What needs to be done = Please transcribe, exactly and only, the lines of the records below from the one holding "TARGET = white cloud" to the very end.

(Supplied data)

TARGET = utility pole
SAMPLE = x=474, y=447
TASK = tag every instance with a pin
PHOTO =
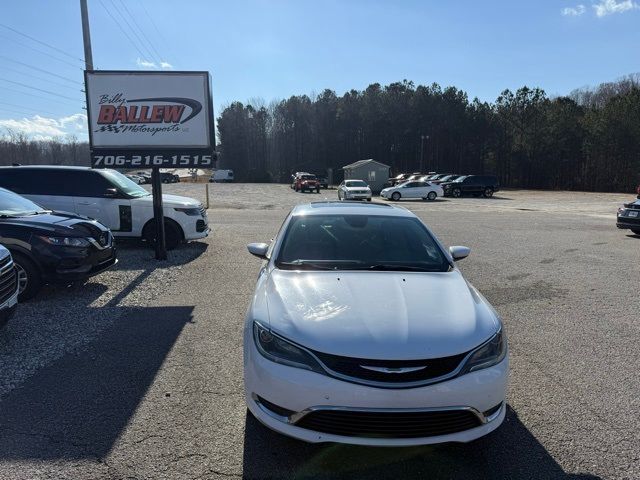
x=86, y=36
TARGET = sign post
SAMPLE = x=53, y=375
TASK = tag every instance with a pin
x=140, y=119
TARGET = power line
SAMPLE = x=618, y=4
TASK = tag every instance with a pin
x=38, y=89
x=40, y=42
x=133, y=18
x=29, y=75
x=121, y=29
x=160, y=35
x=133, y=30
x=40, y=70
x=63, y=102
x=37, y=110
x=42, y=52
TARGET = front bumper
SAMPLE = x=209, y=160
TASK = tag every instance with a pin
x=301, y=390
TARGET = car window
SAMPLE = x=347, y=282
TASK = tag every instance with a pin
x=13, y=205
x=359, y=242
x=356, y=183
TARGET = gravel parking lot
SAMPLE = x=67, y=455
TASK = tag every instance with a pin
x=138, y=372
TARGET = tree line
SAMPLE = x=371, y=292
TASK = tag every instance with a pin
x=587, y=140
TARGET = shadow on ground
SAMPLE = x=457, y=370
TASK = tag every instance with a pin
x=511, y=452
x=78, y=406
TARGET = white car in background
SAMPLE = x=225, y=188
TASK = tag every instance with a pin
x=354, y=190
x=413, y=189
x=362, y=330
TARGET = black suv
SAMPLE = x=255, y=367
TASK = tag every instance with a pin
x=475, y=185
x=51, y=246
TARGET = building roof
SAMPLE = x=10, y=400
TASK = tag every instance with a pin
x=359, y=163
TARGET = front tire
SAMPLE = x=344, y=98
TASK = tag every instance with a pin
x=29, y=277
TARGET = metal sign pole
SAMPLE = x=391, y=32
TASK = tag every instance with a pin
x=158, y=214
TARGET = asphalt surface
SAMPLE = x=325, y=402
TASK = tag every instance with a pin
x=138, y=373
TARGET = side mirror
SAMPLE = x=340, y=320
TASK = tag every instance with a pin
x=258, y=249
x=459, y=252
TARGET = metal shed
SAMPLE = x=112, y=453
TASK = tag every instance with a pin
x=372, y=172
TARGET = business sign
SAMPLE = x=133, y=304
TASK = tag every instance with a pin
x=150, y=119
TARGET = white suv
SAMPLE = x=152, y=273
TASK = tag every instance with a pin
x=109, y=197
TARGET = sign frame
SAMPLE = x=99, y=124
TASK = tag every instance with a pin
x=155, y=156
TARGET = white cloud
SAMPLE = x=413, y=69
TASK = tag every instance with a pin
x=43, y=128
x=574, y=11
x=142, y=63
x=608, y=7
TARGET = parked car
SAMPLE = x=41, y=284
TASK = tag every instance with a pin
x=324, y=182
x=446, y=178
x=306, y=183
x=362, y=330
x=629, y=216
x=397, y=179
x=476, y=185
x=354, y=190
x=417, y=189
x=136, y=178
x=109, y=197
x=167, y=177
x=222, y=176
x=51, y=246
x=8, y=286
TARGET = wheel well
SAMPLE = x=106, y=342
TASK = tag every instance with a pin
x=167, y=220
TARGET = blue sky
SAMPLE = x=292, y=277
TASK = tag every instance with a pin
x=273, y=49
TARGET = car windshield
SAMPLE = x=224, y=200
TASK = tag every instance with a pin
x=13, y=205
x=124, y=184
x=355, y=183
x=360, y=242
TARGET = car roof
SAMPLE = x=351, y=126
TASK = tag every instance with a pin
x=335, y=207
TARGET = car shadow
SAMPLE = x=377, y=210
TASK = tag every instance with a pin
x=511, y=452
x=77, y=407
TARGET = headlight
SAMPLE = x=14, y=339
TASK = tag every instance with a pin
x=279, y=350
x=192, y=212
x=488, y=354
x=66, y=241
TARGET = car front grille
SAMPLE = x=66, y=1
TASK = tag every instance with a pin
x=8, y=279
x=396, y=424
x=393, y=373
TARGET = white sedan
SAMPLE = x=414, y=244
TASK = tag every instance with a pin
x=413, y=189
x=362, y=330
x=354, y=190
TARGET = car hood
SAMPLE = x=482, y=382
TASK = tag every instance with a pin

(End Supplied data)

Task answer =
TARGET = white cloud
SAMPLE = x=413, y=69
TASK = tag every instance with a pin
x=43, y=128
x=574, y=11
x=142, y=63
x=608, y=7
TARGET = parked car
SAMPLE = x=41, y=284
TASK = tag every instance with a pin
x=324, y=182
x=446, y=178
x=306, y=183
x=362, y=330
x=629, y=216
x=397, y=179
x=476, y=185
x=354, y=190
x=417, y=189
x=136, y=178
x=109, y=197
x=167, y=177
x=222, y=176
x=51, y=246
x=8, y=286
TARGET = wheel well
SAMPLE = x=106, y=342
TASK = tag every instance with a pin
x=167, y=220
TARGET = blue sky
SAMPLE = x=292, y=277
TASK = tag every instance with a pin
x=273, y=49
TARGET = car windshield
SAMPLE = x=224, y=200
TASK = tag every instance with a pin
x=13, y=205
x=124, y=184
x=355, y=183
x=360, y=242
TARGET = car roof
SAMPLE = x=351, y=126
TASK = tag every instance with a pin
x=335, y=207
TARGET = car shadow
SAMPLE = x=377, y=210
TASK = tag every instance with a pin
x=511, y=452
x=77, y=407
TARGET = headlight
SAMPLE = x=14, y=339
TASK = tag every instance with a pin
x=279, y=350
x=192, y=212
x=488, y=354
x=66, y=241
TARGET = car front grille
SAMPLE = x=66, y=1
TASK = tag every instance with a pin
x=8, y=279
x=396, y=424
x=393, y=373
TARGET = white sedan
SAMPLE = x=414, y=244
TASK = tag every instance with a pin
x=413, y=189
x=362, y=330
x=354, y=190
TARGET = car hood
SAMPLE = x=482, y=382
TASK = tag every instance with a pin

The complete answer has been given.